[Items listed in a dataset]
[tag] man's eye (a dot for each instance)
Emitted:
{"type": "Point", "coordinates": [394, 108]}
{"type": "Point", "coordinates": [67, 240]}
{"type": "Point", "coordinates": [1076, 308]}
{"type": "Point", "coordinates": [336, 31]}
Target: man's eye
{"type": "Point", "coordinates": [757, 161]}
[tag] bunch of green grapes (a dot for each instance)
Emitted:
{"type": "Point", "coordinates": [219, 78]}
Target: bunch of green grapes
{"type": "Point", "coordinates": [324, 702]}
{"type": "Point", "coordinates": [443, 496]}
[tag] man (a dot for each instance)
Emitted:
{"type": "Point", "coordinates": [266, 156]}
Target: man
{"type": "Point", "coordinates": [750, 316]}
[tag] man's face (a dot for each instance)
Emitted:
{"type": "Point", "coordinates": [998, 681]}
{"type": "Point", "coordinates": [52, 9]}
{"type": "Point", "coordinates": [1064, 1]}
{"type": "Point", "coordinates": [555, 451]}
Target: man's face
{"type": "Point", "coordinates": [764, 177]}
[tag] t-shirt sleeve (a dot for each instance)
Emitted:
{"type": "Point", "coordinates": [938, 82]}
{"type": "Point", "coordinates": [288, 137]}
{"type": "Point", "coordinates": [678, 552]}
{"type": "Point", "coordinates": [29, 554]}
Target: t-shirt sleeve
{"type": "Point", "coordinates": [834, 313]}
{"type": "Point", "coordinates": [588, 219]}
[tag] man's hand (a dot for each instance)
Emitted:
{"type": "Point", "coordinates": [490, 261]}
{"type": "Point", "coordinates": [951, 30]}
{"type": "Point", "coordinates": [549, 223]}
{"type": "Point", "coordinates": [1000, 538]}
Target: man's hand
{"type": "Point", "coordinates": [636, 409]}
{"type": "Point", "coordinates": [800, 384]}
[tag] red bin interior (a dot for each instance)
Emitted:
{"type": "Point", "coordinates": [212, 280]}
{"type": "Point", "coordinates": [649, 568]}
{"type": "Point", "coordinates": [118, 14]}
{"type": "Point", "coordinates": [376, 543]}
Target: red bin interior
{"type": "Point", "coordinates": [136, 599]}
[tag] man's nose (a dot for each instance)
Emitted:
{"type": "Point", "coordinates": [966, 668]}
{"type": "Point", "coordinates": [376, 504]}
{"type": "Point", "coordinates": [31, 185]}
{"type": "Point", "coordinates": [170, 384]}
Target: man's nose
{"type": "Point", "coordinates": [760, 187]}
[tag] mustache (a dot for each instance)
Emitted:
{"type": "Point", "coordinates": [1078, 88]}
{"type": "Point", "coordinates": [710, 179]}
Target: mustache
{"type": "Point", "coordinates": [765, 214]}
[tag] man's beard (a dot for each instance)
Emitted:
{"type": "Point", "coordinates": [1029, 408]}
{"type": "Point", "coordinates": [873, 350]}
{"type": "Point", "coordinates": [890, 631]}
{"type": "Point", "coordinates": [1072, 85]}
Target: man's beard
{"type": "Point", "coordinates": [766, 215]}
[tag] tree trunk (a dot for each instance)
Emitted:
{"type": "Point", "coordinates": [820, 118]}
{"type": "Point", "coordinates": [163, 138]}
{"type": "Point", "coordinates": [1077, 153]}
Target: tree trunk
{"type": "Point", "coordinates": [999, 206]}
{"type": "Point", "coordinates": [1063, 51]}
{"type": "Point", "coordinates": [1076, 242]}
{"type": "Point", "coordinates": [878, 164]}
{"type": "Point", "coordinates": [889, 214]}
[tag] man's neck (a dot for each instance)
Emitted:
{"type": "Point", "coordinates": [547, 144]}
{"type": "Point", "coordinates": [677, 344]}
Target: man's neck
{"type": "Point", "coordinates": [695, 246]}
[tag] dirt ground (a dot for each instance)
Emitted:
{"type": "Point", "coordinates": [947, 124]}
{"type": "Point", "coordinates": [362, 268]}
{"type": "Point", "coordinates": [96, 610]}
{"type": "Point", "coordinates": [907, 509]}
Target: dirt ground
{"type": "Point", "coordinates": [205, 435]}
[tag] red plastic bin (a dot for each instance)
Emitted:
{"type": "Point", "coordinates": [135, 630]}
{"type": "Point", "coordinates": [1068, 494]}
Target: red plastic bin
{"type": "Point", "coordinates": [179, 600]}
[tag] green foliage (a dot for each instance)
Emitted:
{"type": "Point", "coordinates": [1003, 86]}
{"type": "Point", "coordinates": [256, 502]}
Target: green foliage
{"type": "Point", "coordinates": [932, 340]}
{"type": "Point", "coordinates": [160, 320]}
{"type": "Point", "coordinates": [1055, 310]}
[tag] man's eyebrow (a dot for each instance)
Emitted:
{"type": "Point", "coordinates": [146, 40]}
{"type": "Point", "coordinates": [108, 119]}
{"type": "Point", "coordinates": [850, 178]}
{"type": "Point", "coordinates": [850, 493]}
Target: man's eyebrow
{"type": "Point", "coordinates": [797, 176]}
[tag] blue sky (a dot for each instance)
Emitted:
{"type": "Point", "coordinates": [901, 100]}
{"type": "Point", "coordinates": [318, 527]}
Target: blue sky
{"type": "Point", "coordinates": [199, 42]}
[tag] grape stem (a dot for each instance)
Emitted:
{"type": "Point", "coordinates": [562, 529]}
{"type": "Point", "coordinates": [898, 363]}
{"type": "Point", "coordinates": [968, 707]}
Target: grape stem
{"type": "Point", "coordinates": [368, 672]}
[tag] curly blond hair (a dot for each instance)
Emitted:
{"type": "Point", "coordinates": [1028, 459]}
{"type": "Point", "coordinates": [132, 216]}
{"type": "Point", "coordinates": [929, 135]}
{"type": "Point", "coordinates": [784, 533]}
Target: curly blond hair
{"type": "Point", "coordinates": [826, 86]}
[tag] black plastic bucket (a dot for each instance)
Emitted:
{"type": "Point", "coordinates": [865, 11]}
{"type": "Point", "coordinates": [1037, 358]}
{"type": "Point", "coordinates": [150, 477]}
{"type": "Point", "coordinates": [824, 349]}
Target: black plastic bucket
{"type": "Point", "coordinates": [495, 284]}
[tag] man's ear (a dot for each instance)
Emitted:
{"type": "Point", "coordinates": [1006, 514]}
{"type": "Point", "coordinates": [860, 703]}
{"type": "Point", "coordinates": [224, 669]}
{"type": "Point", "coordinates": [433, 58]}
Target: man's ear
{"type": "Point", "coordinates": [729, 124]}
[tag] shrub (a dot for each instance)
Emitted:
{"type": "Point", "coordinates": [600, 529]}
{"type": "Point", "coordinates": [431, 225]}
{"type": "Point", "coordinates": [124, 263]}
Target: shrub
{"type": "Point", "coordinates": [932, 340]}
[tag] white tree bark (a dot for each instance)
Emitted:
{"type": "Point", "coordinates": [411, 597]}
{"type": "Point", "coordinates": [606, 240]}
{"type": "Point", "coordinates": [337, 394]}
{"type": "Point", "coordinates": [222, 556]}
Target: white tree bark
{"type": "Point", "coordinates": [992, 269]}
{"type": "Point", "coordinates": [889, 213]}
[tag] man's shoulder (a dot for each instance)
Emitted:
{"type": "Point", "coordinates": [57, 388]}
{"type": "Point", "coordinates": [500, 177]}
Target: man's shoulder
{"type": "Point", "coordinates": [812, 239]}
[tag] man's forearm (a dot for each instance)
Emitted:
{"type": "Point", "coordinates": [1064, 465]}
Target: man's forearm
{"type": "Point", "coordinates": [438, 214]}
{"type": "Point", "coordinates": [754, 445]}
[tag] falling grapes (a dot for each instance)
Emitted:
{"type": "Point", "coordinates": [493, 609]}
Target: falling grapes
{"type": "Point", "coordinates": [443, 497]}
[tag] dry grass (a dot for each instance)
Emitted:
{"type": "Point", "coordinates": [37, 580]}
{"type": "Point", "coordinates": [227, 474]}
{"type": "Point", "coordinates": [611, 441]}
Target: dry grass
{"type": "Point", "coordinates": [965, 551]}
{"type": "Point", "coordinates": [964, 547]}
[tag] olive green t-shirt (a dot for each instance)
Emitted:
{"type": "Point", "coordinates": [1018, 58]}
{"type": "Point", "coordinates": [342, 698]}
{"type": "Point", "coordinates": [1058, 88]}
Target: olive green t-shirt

* _Task instructions_
Transcribe exactly, and only, the lines from the one bearing "[tag] man's shoulder" through the last line of the entries, counting both.

* _Problem solution_
[tag] man's shoulder (a dot for each instance)
Emitted:
{"type": "Point", "coordinates": [57, 388]}
{"type": "Point", "coordinates": [500, 177]}
Target: man's shoulder
{"type": "Point", "coordinates": [812, 239]}
[tag] man's forearm (a dot for each instance)
Emitted:
{"type": "Point", "coordinates": [1064, 465]}
Target: man's forearm
{"type": "Point", "coordinates": [438, 214]}
{"type": "Point", "coordinates": [754, 445]}
[tag] falling grapes (a dot for each instance)
Emitted:
{"type": "Point", "coordinates": [493, 609]}
Target: falling grapes
{"type": "Point", "coordinates": [443, 497]}
[tag] dry grass (a dot for each instance)
Emitted:
{"type": "Point", "coordinates": [37, 580]}
{"type": "Point", "coordinates": [227, 474]}
{"type": "Point", "coordinates": [611, 441]}
Target: dry grass
{"type": "Point", "coordinates": [965, 551]}
{"type": "Point", "coordinates": [964, 547]}
[tag] olive green t-shirt (a dot for each instance)
Emitted:
{"type": "Point", "coordinates": [1018, 58]}
{"type": "Point", "coordinates": [342, 698]}
{"type": "Point", "coordinates": [1058, 88]}
Target: olive green t-shirt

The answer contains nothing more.